■ **EXERCISE REQUIREMENTS**:
**a.** In the web scraping post, how many hacker forum scrapers make up CrimeBB?
**b.** Print the part of the web scraping post that opens with the words containing "Ben Collier" and closes with "IEEE digital library.".

■ **SOURCE PASSAGE**:

Presenting: A Tight Scrape

Web Scraping

14 Sept

Written By Kieron Turk

Methodological approaches to cybercrime research data collection in adversarial environments

Kieron Turk

Sergio Pastrana

Ben Collier

Last week, I had the priveledge of presenting our paper at WACCO: 2nd Workshop on Attackers and Cyber-Crime Operations. Today, I'll be presenting it here as well. This is my first academic paper and I couldn't be more proud of how it turned out. If you want to read the paper, it can be found in the IEEE digital library.

Background

So, what's all this about? Well, when doing research, we often need to gather large amounts of data off of websites so that we can analyze it. Web scrapers are programs which do exactly that, visiting many pages of a website, grab the data that we are interested in, and store it in a useful format for later. In some cases, the website owners may not want to allow scrapers to run on their site, and so they will put various defences in place to stop anyone from scraping it. We often have a need (and an ethical case!) to scrape these sites anyway, and so we need to bypass these defences to scrape the site. This process is known as adversarial scraping.

Our work is analyzing the various defences encountered during adversarial scraping, based on the creation of our own scrapers. These include:

CrimeBB: a collection of 26 hacker forum scrapers spread across the surface and dark web
Chat channel scrapers: Gathering data from Discord and Telegram across several hundred individual communities
fget, a Firefox implementation of wget: a directory scraper specifically designed for adversarial environments.

The scraping process can be split up into 4 distinct stages: accessing the site, navigating to the pages of interest, loading these pages and the content on them, and gathering data off of these pages. The defences found during adversarial scraping generally target one specific stage of the scraping process, although this is not always the case.

I'm going to cover some key defences from each of the stages; if you're interested in seeing the full list in full detail, please have a read of our paper :)

Accessing the site

On many web sites, certain functionality will be restricted to logged in users. This may include specific parts of a forum, or in some cases access to any part of the site. We will need to register an account to get past this, so that our scraper is able to access this restricted content. Although there are many automation defences in place when registering an account, all of these can be bypassed easily by a human registering the account, and so the main issues when creating an account are invite-only forums, where we must know someone on the forum to get access, or sites which require a payment to fully register the account. Payments can be especially problematic, as a scraper getting banned forces further payment to continue scraping.

Once we have an account, we need to login. This can either be done automatically or manually. In the automated case, we find the username and password fields and type into them, complete any other information required by the login form, and then click submit. Some forms will monitor how the user fills out the form, and may make it harder if bot-like behaviours are detected - some examples are submitting the form very shortly after loading the page, or filling out the fields too quickly. These can be worked around by adding a short pause between filling out each field, and limiting the typing speed of the crawler. Furthermore, some elements of login forms can be hard to automate - for example, certain forms of 2 factor authentication/2FA are difficult to automate. If a code gets sent to my phone, but I have to pass this to a scraper runnning on a server, it can be difficult to automate login. Similarly, Captchas can be hard to work around, although there are solvers for certain types of Captcha and solving services for others. If you are not able (or willing) to work around these measures, then you will instead have to use manual login.

■ **DATA PROVIDED**:
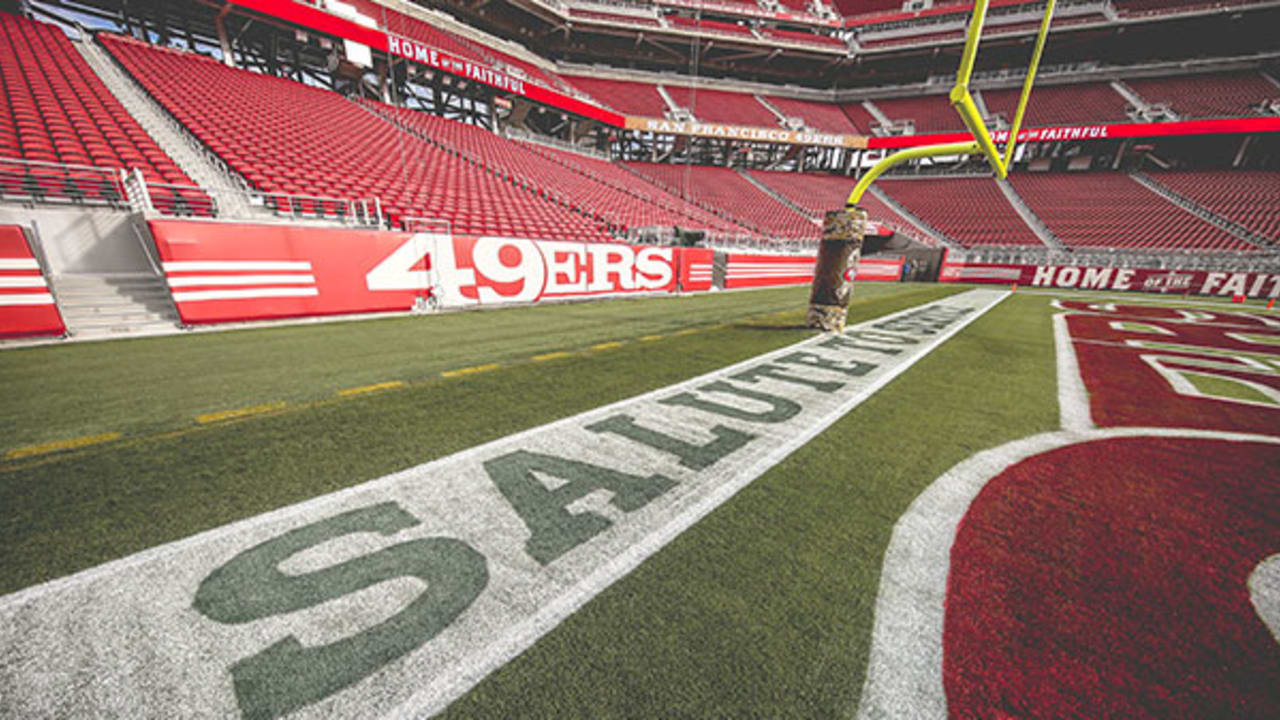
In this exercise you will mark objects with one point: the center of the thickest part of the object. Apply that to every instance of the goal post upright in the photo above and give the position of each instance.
(844, 229)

■ **ANSWERS TO THE EXERCISE**:
**a.** 26 hacker forum scrapers, spread across the surface and dark web.

**b.**
Ben Collier

Last week, I had the priveledge of presenting our paper at WACCO: 2nd Workshop on Attackers and Cyber-Crime Operations. Today, I'll be presenting it here as well. This is my first academic paper and I couldn't be more proud of how it turned out. If you want to read the paper, it can be found in the IEEE digital library.